### EXTRACT

= = =

What Are the Advantages of a Smart City?


Avoiding traffic jams, environmentally friendly local transport or intelligent waste collection saves a lot of exhaust gases.

Increase in the quality of life

Avoiding traffic jams for hours or adjusting the temperature in buildings helps to improve the quality of life.

Planning ahead

With the help of BIM and forward-looking urban planning, an efficient and well-considered cityscape is created.

Swarm intelligence

The collected data comes from millions of people within the urban agglomeration, and together they provide significant data.

What Role Does Bim Play in a Smart City?

Growing urbanization worldwide means more buildings and urban living spaces are required. BIM is the best way to plan these efficiently and accordingly, plan ahead. Especially in cities that are expecting major growth, it is more important than ever to stay on time and on budget. The construction of new buildings, whether private or commercial, requires a lot of planning and even before the actual construction, the technological components as well as the efficiency of the building during operation should be determined. With the help of BIM, this is possible and ensures a smooth project flow from planning to operation of the building. Thanks to the digital twin, it is also possible to design buildings smartly (Smart Building).

= = =

### STORED DATA

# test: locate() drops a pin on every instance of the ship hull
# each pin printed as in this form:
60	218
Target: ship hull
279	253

= = =

### WORK REQUEST 1
Transcribe part of the smart city passage. Begin at the words "Increase in the" and stop after "cityscape is created.".
### WORK REQUEST 2
In the smart city passage, what makes it possible to design buildings smartly?
### WORK REQUEST 3
Write the next part of the smart city passage, picking up after its last sentence.
The records have nothing to do with this.

### TASK RESULT 1
Increase in the quality of life

Avoiding traffic jams for hours or adjusting the temperature in buildings helps to improve the quality of life.

Planning ahead

With the help of BIM and forward-looking urban planning, an efficient and well-considered cityscape is created.

### TASK RESULT 2
The digital twin.

### TASK RESULT 3
A distinction should be made between smart buildings and smart homes. A Smart Building is mainly used in commercial spaces, such as office buildings or shopping centres. It is a building automation system that, in contrast to the smart home, refers to the entire building and not to an individual residential unit. The most important difference between smart building and smart home is that the former refers to commercial buildings, while the smart home serves private households. In a smart building, the technical components are recorded and automated together. Here, the main focus is on safety energy efficiency. Particular attention is paid to energy efficiency in large logistics halls, airports, hospitals or factories. Automatic temperature, light and heating regulation within a building serves as an example to save electricity and heating costs.

A smart home, on the other hand, is the networking of individual household objects. There are already many ways to set up your own smart home, such as controlling the lamps or the lawn mower via an app.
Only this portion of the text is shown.